RECORDED DATA
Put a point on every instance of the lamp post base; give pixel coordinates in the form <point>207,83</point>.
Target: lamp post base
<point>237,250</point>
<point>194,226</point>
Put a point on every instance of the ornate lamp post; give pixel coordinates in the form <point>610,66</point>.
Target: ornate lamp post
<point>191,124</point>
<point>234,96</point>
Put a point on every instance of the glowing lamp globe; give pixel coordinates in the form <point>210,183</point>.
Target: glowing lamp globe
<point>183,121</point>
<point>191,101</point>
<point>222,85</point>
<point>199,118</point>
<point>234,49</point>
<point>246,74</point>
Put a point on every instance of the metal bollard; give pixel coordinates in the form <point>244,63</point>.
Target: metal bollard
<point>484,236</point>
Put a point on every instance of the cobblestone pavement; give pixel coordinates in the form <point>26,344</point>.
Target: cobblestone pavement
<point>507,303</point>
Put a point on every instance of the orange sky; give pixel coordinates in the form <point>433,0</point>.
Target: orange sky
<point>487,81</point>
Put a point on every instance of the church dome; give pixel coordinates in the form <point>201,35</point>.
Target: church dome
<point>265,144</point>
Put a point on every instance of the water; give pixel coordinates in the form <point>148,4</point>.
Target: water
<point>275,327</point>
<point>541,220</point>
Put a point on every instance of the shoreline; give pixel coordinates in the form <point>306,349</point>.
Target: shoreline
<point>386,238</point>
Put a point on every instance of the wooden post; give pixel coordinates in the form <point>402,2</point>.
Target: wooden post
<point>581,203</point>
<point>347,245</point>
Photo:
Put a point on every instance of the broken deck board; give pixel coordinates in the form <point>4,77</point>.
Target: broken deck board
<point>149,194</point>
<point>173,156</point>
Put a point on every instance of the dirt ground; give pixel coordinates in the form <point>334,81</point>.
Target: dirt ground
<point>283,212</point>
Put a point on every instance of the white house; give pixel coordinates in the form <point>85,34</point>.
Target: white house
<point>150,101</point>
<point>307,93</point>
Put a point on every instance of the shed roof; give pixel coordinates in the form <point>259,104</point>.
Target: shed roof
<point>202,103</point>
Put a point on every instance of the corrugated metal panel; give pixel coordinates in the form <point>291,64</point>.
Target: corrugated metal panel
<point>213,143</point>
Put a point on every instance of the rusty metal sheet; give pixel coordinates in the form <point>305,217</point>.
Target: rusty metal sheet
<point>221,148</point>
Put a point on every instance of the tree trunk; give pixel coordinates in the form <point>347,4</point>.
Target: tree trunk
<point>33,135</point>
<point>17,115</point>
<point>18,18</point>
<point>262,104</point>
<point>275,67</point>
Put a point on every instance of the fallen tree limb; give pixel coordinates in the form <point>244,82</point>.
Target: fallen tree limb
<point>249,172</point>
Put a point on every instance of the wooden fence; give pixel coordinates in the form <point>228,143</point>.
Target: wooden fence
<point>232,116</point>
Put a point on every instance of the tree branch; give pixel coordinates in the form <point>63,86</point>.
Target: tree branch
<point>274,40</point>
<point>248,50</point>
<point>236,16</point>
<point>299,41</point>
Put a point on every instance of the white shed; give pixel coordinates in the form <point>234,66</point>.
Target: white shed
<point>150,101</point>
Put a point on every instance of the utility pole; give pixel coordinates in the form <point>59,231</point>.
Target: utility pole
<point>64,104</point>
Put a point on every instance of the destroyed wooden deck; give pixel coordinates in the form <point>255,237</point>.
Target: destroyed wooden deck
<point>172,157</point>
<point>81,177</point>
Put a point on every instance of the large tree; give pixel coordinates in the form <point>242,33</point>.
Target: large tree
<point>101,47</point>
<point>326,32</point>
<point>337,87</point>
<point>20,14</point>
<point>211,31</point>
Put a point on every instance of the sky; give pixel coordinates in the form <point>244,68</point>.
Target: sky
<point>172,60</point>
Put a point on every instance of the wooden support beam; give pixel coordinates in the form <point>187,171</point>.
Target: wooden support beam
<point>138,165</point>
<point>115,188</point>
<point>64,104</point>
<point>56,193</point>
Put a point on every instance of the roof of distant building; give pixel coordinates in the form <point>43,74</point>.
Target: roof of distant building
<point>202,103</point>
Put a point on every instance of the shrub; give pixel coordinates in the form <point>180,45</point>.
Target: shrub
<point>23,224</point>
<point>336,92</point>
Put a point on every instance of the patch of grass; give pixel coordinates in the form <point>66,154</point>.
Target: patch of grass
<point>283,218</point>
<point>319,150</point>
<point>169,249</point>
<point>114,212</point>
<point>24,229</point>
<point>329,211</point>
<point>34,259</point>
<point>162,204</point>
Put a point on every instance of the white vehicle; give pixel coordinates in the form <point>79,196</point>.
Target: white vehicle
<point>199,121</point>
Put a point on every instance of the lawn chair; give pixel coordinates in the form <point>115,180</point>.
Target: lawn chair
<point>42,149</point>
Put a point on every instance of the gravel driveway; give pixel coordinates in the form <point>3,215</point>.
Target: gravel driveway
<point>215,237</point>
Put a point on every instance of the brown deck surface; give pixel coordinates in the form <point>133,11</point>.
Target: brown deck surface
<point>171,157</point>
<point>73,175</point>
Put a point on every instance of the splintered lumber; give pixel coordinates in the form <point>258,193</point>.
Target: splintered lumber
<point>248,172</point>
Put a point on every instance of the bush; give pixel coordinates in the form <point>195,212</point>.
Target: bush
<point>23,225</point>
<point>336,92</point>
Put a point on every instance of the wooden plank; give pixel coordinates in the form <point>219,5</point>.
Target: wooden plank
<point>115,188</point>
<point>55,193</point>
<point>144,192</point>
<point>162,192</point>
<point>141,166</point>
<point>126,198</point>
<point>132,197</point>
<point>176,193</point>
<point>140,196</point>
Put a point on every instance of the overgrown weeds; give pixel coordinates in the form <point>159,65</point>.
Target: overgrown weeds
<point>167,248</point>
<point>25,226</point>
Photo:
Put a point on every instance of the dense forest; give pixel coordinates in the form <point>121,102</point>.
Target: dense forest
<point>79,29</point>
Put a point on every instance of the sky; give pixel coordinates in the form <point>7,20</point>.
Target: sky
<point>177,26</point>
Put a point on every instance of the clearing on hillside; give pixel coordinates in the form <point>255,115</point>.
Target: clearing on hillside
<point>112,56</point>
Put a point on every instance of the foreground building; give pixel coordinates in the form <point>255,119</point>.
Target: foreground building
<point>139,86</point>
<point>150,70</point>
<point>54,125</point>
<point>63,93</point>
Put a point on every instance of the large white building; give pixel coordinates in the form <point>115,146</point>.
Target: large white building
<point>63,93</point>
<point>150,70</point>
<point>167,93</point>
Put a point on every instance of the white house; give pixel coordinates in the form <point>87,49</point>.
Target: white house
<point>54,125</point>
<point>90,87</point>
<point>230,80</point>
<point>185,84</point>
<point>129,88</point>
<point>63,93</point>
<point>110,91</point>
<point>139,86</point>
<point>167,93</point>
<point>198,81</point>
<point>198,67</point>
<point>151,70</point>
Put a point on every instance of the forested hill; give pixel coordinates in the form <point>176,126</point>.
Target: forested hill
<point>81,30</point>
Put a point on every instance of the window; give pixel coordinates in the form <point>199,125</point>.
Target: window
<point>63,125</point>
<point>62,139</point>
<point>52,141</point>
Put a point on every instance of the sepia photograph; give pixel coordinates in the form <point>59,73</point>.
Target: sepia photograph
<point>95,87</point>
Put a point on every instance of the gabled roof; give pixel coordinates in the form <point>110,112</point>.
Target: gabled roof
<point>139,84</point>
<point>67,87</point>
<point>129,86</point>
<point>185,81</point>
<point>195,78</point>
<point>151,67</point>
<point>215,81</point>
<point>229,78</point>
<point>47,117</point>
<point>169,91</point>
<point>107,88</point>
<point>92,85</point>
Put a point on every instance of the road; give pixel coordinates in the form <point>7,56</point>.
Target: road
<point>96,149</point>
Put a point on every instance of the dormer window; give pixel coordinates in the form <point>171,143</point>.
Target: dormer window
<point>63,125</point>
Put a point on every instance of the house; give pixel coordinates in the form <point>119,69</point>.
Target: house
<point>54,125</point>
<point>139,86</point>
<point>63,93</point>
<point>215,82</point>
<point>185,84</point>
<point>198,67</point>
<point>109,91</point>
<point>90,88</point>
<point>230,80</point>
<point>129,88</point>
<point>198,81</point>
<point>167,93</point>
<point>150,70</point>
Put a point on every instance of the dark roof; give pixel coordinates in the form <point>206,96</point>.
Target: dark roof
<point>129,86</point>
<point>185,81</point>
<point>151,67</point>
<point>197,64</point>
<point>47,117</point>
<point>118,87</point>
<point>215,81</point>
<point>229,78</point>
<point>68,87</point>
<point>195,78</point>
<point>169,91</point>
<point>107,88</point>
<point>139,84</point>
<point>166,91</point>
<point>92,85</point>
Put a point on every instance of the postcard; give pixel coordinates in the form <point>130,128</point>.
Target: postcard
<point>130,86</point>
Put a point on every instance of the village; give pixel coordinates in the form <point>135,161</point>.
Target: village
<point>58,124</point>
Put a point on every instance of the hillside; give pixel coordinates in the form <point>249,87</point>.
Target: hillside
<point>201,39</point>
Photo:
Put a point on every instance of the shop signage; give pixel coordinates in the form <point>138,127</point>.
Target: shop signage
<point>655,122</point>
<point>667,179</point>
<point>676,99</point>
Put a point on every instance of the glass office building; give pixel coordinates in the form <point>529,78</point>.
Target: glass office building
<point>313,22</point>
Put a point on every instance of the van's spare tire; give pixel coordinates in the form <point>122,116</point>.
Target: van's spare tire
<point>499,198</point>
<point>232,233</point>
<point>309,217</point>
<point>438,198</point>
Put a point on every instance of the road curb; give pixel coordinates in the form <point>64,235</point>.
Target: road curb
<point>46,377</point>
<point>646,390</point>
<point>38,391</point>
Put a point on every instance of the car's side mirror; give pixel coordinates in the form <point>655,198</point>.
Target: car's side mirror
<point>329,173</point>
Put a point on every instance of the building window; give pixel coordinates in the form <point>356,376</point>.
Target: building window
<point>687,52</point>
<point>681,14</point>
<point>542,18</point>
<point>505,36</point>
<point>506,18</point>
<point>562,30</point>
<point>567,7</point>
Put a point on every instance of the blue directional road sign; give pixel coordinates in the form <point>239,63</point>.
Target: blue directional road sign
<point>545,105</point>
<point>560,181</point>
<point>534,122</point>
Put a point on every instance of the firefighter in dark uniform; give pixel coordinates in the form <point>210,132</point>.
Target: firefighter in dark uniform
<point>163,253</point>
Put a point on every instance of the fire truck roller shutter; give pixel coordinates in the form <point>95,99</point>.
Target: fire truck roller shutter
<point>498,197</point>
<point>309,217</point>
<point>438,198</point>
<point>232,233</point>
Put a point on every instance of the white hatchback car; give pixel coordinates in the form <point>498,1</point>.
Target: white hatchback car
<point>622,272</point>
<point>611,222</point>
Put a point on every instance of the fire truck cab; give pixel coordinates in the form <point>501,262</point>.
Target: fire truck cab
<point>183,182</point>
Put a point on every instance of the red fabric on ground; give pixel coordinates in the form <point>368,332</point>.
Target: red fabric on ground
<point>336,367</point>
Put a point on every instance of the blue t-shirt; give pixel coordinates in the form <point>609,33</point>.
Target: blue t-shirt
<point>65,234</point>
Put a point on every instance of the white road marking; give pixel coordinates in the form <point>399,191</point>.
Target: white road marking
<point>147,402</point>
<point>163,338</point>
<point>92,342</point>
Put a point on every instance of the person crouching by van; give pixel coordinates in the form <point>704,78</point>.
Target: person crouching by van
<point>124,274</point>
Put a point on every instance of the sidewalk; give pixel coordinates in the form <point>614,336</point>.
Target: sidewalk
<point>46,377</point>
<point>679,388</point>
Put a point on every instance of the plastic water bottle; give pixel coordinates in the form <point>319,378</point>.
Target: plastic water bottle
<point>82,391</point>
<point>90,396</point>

PROBLEM DETAILS
Beginning at the line that contains "Target: fire truck cab", retype each line of the listing up to and including the last one, exactly as it stands, and nothing else.

SOLUTION FOR THIS EXERCISE
Target: fire truck cab
<point>183,182</point>
Put a point on every instance of the red fabric on ground; give pixel coordinates in the form <point>368,332</point>.
Target: red fabric on ground
<point>336,367</point>
Put a point on every instance of the blue t-shirt; give pixel coordinates in the form <point>609,33</point>.
Target: blue t-shirt
<point>65,234</point>
Put a point on every instance of the white road marking; give pixel coordinates in the form <point>399,191</point>.
Target: white road marking
<point>147,402</point>
<point>163,338</point>
<point>92,342</point>
Put a point on every instance of the person crouching by van; give pixel coordinates in the form <point>704,78</point>.
Target: person crouching by van
<point>124,274</point>
Put a point on every instance of the sidewalk; give pixel coordinates in the form <point>614,336</point>.
Target: sidewalk
<point>46,377</point>
<point>679,388</point>
Put a point on every instance of the plastic water bottle; give pixel coordinates in the form <point>319,378</point>.
Target: plastic water bottle
<point>82,391</point>
<point>90,396</point>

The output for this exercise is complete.